**Exercise**
Please reproduce the part of the TigerBeetle post below from "In this post, we will" to "source of truth?", word for word.

**Source**
━━━━

The Write Last, Read First Rule
TigerBeetle is a financial transactions database built for correctness. Yet, building a correct system from correct components remains a challenge:
Composing systems, each correct in isolation, does not necessarily yield a correct system. In this post, we’ll explore how to maintain consistency in the absence of transactions, how to reason about correctness when intermediate states are externalized, and how to recover from partial failures.
TigerBeetle is a financial transactions database that offers two primitives for double-entry bookkeeping: accounts and transfers. A separate data store, such as Postgres, stores master data, such as name and address of the account holder or terms and conditions of the account.
This separation enables transfers to scale independently of general purpose master data (for example dealing with Black Friday events) and solves different security, compliance, or retention requirements of the independent data sets (for example enforce immutability of transfers).
Just as a bank may have need for both a filing cabinet and a bank vault, Postgres specializes in strings and describing entities (master data), while TigerBeetle specializes in integers and moving integers between these entities.
A transaction is a sequence of operations ending in a commit, where all operations take effect, or an abort, where no operation takes effect. The completion is instant, intermediate state is not externalized and is not observable. Disruptions (such as process failure or network failure) are mitigated transparently.
However, the sequential composition of two transactions is not itself a transaction. The completion of the entire sequence is (at best) eventual, intermediate state is externalized and observable. Disruptions are not mitigated transparently.
Since Postgres and TigerBeetle do not share a transaction boundary, the application must ensure consistency through repeated attempts at completion and coordination, not transactions.
To reason about such coordination, we need to understand the guarantees we expect our system to uphold.
A system is characterized by a set of safety and liveness properties. A safety property states that nothing bad ever happens, while a liveness property states that something good eventually happens.
In this post, we will focus on two safety properties:
- Consistent
We consider the system consistent if every account in Postgres has an account in TigerBeetle, and vice versa.
Consistent =
∧ ∀ a₁ ∈ PG: ∃ a₂ ∈ TB: id(a₁) = id(a₂)
∧ ∀ a₁ ∈ TB: ∃ a₂ ∈ PG: id(a₁) = id(a₂)
- Traceable
We consider the system traceable if every account in TigerBeetle with a positive balance corresponds to an account in Postgres.
Traceable = ∀ a₁ ∈ TB: balance(a₁) > 0 => ∃ a₂ ∈ PG: id(a₁) = id(a₂)
In the absence of transactions, the system may be temporarily inconsistent. However, the system must always remain traceable to avoid the possibility of losing—or, more precisely, orphaning—money.
In the absence of transactions, we need to make an explicit architectural decision that transactions used to make implicitly: Which system determines the existence of an account? In other words: Which system is the source of truth?
We must designate a:
System of Record. The champion. If the account exists here, the account exists on a system level.
System of Reference. The supporter. If the account exists here but not in the system of record, the account does not exist on a system level.

━━━━

**Dataset content**

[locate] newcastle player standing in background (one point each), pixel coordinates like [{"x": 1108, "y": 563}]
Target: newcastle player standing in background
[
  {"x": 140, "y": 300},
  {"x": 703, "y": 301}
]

━━━━

**Solution for this exercise**
In this post, we will focus on two safety properties:
- Consistent
We consider the system consistent if every account in Postgres has an account in TigerBeetle, and vice versa.
Consistent =
∧ ∀ a₁ ∈ PG: ∃ a₂ ∈ TB: id(a₁) = id(a₂)
∧ ∀ a₁ ∈ TB: ∃ a₂ ∈ PG: id(a₁) = id(a₂)
- Traceable
We consider the system traceable if every account in TigerBeetle with a positive balance corresponds to an account in Postgres.
Traceable = ∀ a₁ ∈ TB: balance(a₁) > 0 => ∃ a₂ ∈ PG: id(a₁) = id(a₂)
In the absence of transactions, the system may be temporarily inconsistent. However, the system must always remain traceable to avoid the possibility of losing—or, more precisely, orphaning—money.
In the absence of transactions, we need to make an explicit architectural decision that transactions used to make implicitly: Which system determines the existence of an account? In other words: Which system is the source of truth?